Passage provided |
To ensure the child’s rights in cases where there is a risk of conflicting interest between the child and the parent with custody, specific rules allow for independent rights for children or require administrative or judicial procedures where the authorities play an active part to safeguard the child. A child aged 12 and above will, for instance, have a right to his or her own lawyer in cases regarding interventions (against the parents’ will) in the child’s family life and all social welfare procedures the authorities must speak directly with the child to get the child’s perspective – and the parent cannot oppose this (Adolphsen, 2019).
In the latter years, different age limits have been introduced in different areas of the law, allowing children an independent right to bring a case before an administrative complaint board. This is, for instance, the case regarding both voluntary measures and involuntary measures from the Social Welfare authorities, where a child can complain from the age of 12, even though his/her consent is not required to deem the measure voluntary (Adolphsen, 2019).

Dataset |
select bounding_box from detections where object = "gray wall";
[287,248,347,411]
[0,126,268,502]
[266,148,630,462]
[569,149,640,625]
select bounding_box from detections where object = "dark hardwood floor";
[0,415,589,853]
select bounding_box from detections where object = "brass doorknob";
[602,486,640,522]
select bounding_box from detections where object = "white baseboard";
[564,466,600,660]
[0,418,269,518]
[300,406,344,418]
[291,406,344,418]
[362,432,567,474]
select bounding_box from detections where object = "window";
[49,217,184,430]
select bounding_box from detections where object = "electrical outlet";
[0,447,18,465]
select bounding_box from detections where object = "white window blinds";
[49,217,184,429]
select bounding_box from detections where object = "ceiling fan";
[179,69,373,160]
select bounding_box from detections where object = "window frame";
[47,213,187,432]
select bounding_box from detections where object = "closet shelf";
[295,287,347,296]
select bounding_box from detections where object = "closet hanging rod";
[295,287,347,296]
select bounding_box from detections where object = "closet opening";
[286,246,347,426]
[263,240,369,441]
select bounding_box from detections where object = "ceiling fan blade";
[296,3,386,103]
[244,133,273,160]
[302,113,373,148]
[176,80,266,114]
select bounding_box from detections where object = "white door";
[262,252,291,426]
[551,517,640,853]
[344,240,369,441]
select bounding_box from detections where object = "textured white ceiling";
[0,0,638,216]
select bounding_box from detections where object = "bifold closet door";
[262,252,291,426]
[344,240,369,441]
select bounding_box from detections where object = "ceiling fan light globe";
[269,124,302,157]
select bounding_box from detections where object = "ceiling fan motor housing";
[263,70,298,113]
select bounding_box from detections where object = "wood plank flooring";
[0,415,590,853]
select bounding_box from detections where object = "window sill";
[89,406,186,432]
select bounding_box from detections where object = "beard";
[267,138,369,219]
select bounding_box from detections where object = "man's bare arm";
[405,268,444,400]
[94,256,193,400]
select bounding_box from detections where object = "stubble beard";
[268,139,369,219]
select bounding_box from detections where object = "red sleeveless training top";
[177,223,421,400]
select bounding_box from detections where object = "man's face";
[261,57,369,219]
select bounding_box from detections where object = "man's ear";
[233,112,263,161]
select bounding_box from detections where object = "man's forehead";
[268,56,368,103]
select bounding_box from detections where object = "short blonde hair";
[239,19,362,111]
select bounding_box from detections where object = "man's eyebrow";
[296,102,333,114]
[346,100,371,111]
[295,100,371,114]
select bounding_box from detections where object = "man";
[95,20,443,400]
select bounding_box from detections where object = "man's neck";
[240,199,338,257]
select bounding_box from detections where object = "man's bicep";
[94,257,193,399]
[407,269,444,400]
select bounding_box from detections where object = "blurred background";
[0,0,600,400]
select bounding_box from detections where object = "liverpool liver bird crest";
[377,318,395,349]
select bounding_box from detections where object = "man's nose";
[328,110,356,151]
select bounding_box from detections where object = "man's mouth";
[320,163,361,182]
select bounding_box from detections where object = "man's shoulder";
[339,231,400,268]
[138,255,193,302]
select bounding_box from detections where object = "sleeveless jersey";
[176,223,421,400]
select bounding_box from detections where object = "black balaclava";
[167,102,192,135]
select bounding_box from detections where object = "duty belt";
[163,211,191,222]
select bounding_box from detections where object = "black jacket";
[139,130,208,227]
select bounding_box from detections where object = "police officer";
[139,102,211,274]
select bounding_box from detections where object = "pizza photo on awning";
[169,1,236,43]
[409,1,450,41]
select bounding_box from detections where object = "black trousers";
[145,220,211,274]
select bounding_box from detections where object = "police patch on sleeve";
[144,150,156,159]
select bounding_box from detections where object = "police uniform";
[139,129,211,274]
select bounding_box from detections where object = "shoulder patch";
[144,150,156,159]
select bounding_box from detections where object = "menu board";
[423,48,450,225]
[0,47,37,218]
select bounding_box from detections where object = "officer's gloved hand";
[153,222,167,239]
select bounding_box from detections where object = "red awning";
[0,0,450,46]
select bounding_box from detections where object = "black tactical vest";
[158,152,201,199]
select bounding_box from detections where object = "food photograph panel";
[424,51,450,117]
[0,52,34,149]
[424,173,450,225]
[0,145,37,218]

Tasks and exercises |
A: In the passage on children's legal rights, at what age can a child complain about measures from the Social Welfare authorities?
B: Please resume the passage on children's legal rights after its last sentence.
The rows are separate material and have no connection to the passage on children's legal rights.

Answers for this exercise |
A: From the age of 12.

B:
Right to freedom
The ultimate right to participate in a democracy is expressed by voting rights. Children and adolescents are not allowed to vote for the Parliament, the Regional Council or the Municipal Council. Neither are they allowed to vote for the EU Parliament. The right to vote is obtained at the age of 18 (Hartoft, 2019).
The voting age has been discussed several times in the Parliament and, most recently, in 2015– 2016. The proposal was that the voting age should be reduced to 16. This was motivated by the need to engage more young people in democracy and strengthen the participation of young people in elections. They are referred to in the report from the Electoral Commission. The debate in Parliament showed a large majority against changing the age of voting since matching the age of majority with the voting age seems already a good compromise (Hartoft, 2019).
However, children can engage civically through the Youth Councils, which exist in approximately two-thirds of the municipalities. However, there are differences in organisation and focus. For example, in a big city like Århus, the Youth City Council conducts seven city council meetings a year and has an annual dialogue meeting with the politicians in Århus’ City Council.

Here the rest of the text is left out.